### Trecho do texto
19 de setembro de 2013

CALIFÓRNIA - Our Moment in time



Em um fim de semana qualquer, participando de um seminário sobre mandalas, me apresentaram a oportunidade de participar de um retiro Budista. Acho que foi a certeza do mestre Arnaud Maitland, de que a resposta, sim ou não, já estava dentro de mim, que me fez dizer sim. O tema era “Nosso momento no tempo”, mas somente meses depois me dei conta que eu estava exatamente neste momento, o MEU momento, conforme já escrevi anteriormente sobre meu sabático

Eu não tinha ideia do que seria esta experiência, mas na minha imaginação eu ficaria muito tranquila  deitada em um terraço, leria muitos livros e participaria de algumas praticas e seminários. 

Enganei-me por completo! Não parei um minuto, não li uma linha, mas foi 10 mil vezes melhor do que na minha imaginação. 

Embora com base nos ensinamentos budistas, não há nenhuma prática ou ensinamento que contrarie qualquer outra religião. Todo o aprendizado vem da experiência de cada um, nada é imposto como verdade, pelo contrário, a base do budismo é a observação e o questionamento. 

Daí já vem o primeiro ponto positivo, em um lugar assim, só vai gente aberta ao pensar e experimentar, gente que questiona, erra e acerta, enfim gente interessante e divertida. Dei muuuuuuuiiita risada, além de aprender muito sobre mim, sobre a vida e até sobre a morte.

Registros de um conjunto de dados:

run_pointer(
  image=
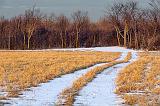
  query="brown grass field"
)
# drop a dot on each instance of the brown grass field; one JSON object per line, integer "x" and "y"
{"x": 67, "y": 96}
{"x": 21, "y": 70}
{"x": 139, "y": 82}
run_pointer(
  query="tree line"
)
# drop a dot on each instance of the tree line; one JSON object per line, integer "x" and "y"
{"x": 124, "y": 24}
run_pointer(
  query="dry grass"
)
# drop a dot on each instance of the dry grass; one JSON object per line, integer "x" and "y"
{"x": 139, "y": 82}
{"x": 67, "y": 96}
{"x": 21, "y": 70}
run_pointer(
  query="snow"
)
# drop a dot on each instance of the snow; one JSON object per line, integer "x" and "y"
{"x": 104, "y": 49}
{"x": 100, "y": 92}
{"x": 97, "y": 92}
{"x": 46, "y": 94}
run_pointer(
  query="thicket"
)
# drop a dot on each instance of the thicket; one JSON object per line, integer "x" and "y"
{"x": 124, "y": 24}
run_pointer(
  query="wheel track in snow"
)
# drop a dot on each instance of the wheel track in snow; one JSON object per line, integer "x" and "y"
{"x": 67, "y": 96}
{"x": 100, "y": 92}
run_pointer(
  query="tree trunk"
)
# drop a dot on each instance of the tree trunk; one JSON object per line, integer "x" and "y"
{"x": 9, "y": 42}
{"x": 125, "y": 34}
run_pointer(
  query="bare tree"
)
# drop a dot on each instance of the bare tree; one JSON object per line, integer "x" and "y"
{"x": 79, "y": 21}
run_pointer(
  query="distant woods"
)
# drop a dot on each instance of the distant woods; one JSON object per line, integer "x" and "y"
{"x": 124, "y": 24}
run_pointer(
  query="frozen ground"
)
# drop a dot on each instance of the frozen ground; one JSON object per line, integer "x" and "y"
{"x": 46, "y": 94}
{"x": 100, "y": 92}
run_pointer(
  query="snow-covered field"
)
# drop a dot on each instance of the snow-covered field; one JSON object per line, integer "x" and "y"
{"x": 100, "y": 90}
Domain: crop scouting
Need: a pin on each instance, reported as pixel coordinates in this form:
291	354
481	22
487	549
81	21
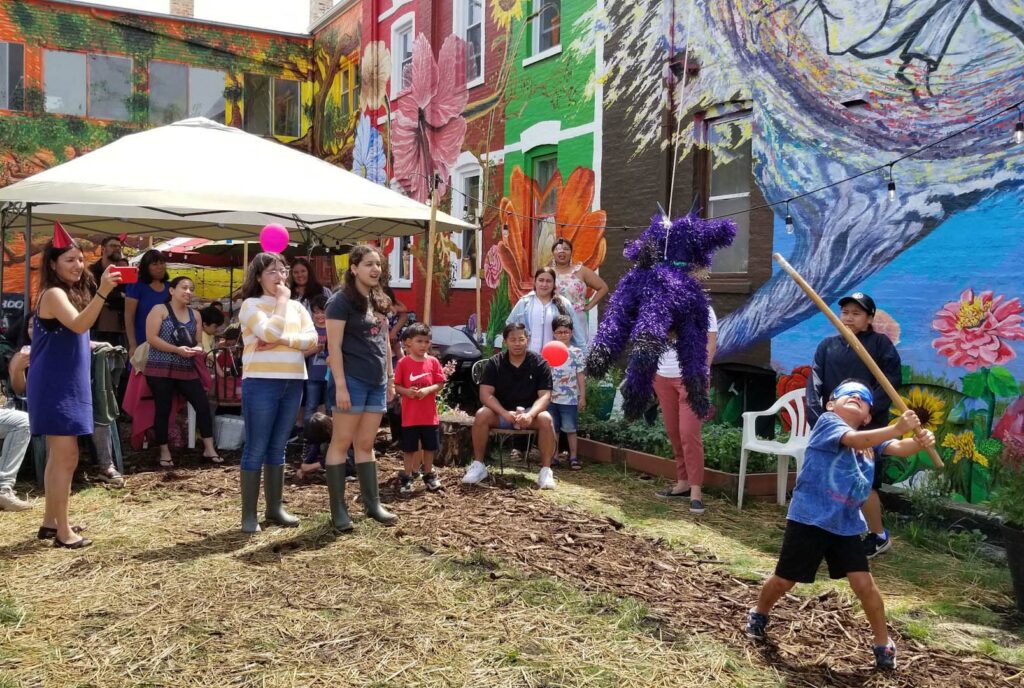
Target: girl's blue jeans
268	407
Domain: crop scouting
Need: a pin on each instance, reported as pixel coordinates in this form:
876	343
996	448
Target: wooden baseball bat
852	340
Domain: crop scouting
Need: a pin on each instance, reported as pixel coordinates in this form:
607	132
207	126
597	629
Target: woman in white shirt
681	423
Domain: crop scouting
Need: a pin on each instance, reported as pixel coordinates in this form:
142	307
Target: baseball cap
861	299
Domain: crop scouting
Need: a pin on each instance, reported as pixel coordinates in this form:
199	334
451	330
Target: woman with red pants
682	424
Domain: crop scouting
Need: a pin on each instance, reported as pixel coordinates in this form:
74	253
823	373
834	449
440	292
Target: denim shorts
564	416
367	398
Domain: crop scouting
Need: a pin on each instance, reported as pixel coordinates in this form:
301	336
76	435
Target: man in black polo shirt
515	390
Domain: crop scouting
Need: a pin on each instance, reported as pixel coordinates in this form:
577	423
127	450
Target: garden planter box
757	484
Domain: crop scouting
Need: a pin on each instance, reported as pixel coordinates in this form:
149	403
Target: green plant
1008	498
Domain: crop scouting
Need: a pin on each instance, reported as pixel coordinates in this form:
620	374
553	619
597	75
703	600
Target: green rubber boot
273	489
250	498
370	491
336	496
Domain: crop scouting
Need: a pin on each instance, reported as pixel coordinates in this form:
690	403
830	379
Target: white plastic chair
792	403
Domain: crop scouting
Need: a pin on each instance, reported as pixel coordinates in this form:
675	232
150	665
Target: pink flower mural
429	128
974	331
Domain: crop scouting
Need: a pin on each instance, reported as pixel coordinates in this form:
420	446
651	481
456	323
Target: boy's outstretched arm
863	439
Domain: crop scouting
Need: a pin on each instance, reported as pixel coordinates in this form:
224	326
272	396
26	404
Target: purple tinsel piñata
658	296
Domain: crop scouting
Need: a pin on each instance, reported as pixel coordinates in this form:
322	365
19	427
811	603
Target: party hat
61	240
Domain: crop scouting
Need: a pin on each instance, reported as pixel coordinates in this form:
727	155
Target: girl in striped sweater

==

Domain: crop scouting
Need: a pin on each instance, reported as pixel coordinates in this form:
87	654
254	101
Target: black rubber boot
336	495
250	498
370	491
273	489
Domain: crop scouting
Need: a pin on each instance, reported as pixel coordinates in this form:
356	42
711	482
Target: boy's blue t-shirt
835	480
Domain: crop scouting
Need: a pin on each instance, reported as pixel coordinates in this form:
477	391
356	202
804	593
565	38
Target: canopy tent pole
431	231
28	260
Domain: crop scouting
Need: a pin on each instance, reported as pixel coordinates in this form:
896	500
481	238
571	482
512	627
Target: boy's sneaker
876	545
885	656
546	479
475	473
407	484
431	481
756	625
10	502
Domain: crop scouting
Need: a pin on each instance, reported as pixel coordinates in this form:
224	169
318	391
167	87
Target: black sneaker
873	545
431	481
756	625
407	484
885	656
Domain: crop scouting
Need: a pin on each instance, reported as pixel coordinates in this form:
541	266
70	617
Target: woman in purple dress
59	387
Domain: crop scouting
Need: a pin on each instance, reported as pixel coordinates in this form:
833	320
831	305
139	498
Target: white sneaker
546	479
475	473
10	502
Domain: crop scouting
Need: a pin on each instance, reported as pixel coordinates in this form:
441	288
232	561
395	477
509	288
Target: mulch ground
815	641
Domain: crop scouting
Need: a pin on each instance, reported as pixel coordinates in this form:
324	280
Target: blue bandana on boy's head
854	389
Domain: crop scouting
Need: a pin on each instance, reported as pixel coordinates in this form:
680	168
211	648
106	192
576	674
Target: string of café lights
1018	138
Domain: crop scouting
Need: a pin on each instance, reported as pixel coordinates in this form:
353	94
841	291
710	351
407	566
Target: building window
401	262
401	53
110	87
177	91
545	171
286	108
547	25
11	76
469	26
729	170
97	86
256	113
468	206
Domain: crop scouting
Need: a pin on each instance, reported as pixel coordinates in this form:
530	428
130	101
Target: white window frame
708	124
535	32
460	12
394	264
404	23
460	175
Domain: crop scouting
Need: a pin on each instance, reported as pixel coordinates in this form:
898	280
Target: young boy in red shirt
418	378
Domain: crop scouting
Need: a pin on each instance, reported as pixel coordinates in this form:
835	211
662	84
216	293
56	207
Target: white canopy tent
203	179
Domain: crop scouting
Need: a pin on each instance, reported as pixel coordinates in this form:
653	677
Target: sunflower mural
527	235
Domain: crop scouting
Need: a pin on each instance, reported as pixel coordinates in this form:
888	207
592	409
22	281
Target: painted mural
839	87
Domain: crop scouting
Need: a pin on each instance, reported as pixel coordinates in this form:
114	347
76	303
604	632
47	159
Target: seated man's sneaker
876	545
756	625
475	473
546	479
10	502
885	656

### Lista de exercícios
• 1. Segundo o relato sobre o retiro budista, qual era o tema do retiro?
• 2. Dê sequência ao relato sobre o retiro budista a partir da última frase.

### Respostas das tarefas
• 1. O tema era "Nosso momento no tempo".

• 2.
Comecei conhecendo a Andrezza, colega de vista de budismo, dividimos o quarto em San Francisco nos 3 dias que antecederam o retiro. Foi daqueles encontros no escuro que dão certo! Muito divertida, carinhosa, criativa e inteligente nos identificamos no primeiro jantar. Depois, atravessamos de San Francisco a Tiburon de bike e participamos ativamente da campanha pela liberação do cabelo de Feliciano (o da Cura Gay) durante a parada do orgulho gay. Destaque para este evento que foi uma dose cavalar de coexistência, respeito, amor ao próximo e aceitação que invadiu toda a cidade. Melhor que ser diferente é ser você mesmo e todo mundo ser igual. Tinha gente fantasiada de tudo, e de si mesmo, gente pelada, meio pelada, gente sendo expondo e sendo aceita. Ficamos apaixonadas pelo ser humano e todos os seres neste dia, tipo amor universal! 

Depois de 3 dias juntas já éramos amigas de infância... 



nosso destino Golden Gate Bridge




Tiburon na fila do ferry na volta

Gay Pride 


Love is in the air






LOVE WON

Dia seguinte, rumo ao retiro!  


Acosta de Sonoma é maravilhosa!

Em Ratna Ling, fomos recebidas entusiasticamente pelos jovens voluntários, de toda parte do mundo, que operam esta instituição, incluindo um casal de brasileiros, que é um capítulo a parte. No começo ficamos meio na retaguarda com toda aquela alegria e com tanta gente desconhecida e diferente do que estamos acostumadas. Este sentimento passou rapidamente e já lembramos como as aparências enganam. 

O lugar é lindo, várias cabanas 5 estrelas, no meio de uma floresta de pinheiros, lagos e símbolos budistas coloridos e dourados. 

Eu dividi a cabana com a Eleonora, carioca, com juventude nos anos 70, rebelde de nascença, teatral, muito falante e espontânea, só podia resultar em diversão. Adorei conhecê-la e aprender com ela, mestra budista há 30 anos. 


No nosso super chalé!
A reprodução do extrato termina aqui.